■ Task to carry out ■
Begin at the first line of the material and stop after the line that contains "POLYGON ((611 398, 610". Arrange those lines as a Markdown table with the columns Row and Line, numbering each row and leaving out blank lines.

Region segmentation data:
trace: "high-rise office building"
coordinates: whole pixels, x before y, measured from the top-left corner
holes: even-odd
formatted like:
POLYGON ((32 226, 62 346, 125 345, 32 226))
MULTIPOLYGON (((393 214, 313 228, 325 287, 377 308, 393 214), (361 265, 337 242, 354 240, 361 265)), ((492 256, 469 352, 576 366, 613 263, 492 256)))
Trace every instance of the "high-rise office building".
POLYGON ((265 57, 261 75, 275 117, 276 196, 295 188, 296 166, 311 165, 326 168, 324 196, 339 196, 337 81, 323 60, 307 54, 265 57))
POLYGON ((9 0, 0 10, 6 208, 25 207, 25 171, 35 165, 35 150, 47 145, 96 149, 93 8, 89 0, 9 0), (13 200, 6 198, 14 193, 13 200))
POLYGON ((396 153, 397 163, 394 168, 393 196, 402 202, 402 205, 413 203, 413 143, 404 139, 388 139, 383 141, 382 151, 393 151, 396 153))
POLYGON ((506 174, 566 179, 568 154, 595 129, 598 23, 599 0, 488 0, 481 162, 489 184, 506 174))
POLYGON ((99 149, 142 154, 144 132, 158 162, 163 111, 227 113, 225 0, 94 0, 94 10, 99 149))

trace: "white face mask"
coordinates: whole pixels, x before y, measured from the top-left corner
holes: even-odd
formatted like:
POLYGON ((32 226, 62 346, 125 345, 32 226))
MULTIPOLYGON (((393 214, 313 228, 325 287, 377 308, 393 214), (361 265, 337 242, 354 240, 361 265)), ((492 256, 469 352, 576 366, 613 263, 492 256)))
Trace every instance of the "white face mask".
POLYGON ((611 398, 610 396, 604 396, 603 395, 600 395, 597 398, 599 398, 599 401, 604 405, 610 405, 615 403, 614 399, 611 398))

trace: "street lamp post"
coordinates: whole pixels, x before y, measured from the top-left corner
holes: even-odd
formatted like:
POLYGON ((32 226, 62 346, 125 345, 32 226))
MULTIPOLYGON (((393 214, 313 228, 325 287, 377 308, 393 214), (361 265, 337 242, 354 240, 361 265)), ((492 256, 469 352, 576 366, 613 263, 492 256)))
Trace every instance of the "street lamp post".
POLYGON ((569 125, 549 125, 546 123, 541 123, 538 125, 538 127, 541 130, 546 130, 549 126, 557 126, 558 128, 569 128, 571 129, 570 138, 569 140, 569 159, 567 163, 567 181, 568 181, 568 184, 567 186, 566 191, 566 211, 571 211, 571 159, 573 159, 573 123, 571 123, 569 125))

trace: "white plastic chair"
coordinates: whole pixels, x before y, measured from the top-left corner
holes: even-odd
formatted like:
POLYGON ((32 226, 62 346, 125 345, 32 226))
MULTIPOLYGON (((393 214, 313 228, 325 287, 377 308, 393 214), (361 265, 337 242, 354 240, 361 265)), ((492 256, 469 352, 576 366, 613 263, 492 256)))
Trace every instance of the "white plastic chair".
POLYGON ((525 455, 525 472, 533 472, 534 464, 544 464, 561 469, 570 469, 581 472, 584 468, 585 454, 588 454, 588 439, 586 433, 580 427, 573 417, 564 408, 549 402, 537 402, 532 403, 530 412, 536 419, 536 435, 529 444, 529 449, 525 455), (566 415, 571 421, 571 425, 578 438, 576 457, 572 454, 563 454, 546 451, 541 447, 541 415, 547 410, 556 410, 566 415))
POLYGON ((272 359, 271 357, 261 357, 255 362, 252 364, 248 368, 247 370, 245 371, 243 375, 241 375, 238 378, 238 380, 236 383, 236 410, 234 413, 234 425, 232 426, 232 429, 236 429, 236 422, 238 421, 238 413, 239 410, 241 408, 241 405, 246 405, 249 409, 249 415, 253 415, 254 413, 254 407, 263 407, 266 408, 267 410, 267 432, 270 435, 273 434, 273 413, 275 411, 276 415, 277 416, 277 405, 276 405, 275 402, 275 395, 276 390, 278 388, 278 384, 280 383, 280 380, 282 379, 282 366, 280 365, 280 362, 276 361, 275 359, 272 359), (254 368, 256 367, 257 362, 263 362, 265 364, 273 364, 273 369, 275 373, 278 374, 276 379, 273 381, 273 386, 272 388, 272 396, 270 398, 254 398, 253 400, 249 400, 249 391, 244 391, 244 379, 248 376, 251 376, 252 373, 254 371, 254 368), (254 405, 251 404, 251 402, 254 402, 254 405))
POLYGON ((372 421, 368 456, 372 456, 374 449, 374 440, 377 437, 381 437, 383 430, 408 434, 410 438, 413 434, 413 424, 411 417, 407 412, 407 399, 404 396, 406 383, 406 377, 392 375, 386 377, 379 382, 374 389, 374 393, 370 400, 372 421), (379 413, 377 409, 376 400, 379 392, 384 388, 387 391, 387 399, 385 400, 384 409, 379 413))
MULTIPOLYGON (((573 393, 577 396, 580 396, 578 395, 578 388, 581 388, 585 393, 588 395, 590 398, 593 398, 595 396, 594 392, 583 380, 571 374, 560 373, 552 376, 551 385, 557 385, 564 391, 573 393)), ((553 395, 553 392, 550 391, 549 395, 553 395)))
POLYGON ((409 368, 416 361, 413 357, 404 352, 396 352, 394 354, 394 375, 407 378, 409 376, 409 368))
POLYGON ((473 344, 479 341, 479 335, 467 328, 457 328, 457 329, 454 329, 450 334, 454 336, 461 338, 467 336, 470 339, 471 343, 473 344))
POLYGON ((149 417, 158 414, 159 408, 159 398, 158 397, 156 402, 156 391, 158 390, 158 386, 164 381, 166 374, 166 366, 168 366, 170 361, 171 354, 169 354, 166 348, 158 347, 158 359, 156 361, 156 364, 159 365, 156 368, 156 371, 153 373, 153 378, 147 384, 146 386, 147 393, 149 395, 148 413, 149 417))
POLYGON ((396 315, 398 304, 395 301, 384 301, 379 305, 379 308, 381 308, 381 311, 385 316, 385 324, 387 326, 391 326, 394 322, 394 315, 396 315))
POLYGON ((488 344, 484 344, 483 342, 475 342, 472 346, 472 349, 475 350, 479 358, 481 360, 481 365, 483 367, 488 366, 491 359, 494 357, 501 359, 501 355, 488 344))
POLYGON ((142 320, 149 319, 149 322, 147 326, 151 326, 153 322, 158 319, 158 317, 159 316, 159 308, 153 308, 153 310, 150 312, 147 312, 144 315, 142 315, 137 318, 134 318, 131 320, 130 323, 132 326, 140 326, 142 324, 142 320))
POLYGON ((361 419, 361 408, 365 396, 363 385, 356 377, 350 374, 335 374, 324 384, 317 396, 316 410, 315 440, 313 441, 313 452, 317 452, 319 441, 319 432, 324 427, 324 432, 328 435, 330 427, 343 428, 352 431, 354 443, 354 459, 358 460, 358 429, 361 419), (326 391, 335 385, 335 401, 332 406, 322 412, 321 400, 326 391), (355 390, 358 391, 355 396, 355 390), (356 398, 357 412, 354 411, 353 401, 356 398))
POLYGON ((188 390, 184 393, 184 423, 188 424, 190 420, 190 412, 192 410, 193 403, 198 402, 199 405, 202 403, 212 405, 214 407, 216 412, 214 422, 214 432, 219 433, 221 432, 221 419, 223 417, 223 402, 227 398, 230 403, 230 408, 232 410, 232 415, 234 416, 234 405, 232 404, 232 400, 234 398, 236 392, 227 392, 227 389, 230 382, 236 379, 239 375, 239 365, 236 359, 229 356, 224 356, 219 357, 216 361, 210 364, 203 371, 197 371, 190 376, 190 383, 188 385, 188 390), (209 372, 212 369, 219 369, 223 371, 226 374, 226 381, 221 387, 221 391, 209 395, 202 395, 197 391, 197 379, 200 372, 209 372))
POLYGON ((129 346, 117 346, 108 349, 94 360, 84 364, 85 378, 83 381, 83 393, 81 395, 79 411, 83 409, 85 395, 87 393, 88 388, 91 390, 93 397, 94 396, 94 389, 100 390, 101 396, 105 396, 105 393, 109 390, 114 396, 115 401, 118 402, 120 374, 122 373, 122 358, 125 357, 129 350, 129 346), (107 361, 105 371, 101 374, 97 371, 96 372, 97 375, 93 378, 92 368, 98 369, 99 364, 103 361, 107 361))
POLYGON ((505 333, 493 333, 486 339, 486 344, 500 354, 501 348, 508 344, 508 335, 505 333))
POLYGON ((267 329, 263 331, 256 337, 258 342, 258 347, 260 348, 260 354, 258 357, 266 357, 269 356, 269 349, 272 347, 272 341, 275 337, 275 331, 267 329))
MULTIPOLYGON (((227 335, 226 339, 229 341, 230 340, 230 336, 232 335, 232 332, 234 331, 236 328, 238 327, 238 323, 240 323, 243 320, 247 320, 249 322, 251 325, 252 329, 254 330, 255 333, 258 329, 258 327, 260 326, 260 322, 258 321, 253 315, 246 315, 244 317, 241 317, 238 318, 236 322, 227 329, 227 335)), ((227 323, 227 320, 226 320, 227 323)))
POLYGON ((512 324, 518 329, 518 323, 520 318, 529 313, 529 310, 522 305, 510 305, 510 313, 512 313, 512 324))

■ Solution for this exercise ■
| Row | Line |
|---|---|
| 1 | trace: "high-rise office building" |
| 2 | coordinates: whole pixels, x before y, measured from the top-left corner |
| 3 | holes: even-odd |
| 4 | formatted like: |
| 5 | POLYGON ((32 226, 62 346, 125 345, 32 226)) |
| 6 | MULTIPOLYGON (((393 214, 313 228, 325 287, 377 308, 393 214), (361 265, 337 242, 354 240, 361 265)), ((492 256, 469 352, 576 366, 613 263, 492 256))) |
| 7 | Trace every instance of the "high-rise office building". |
| 8 | POLYGON ((265 57, 261 75, 275 117, 276 196, 295 188, 296 166, 311 165, 326 168, 324 196, 339 196, 337 81, 323 60, 307 54, 265 57)) |
| 9 | POLYGON ((9 0, 0 10, 6 208, 25 207, 25 171, 35 165, 35 150, 47 145, 96 149, 93 8, 89 0, 9 0), (13 200, 6 198, 14 193, 13 200)) |
| 10 | POLYGON ((396 153, 397 163, 394 168, 393 196, 402 202, 402 205, 413 203, 413 143, 404 139, 388 139, 383 141, 382 151, 393 151, 396 153)) |
| 11 | POLYGON ((506 174, 566 179, 568 154, 595 129, 598 23, 599 0, 488 0, 481 162, 489 184, 506 174)) |
| 12 | POLYGON ((99 149, 142 154, 144 132, 158 162, 163 111, 227 113, 225 0, 94 0, 94 10, 99 149)) |
| 13 | trace: "white face mask" |
| 14 | coordinates: whole pixels, x before y, measured from the top-left corner |
| 15 | holes: even-odd |
| 16 | formatted like: |
| 17 | POLYGON ((32 226, 62 346, 125 345, 32 226)) |
| 18 | MULTIPOLYGON (((393 214, 313 228, 325 287, 377 308, 393 214), (361 265, 337 242, 354 240, 361 265)), ((492 256, 469 352, 576 366, 613 263, 492 256))) |
| 19 | Trace every instance of the "white face mask". |
| 20 | POLYGON ((611 398, 610 396, 604 396, 603 395, 600 395, 597 398, 599 398, 599 401, 604 405, 610 405, 615 403, 614 399, 611 398)) |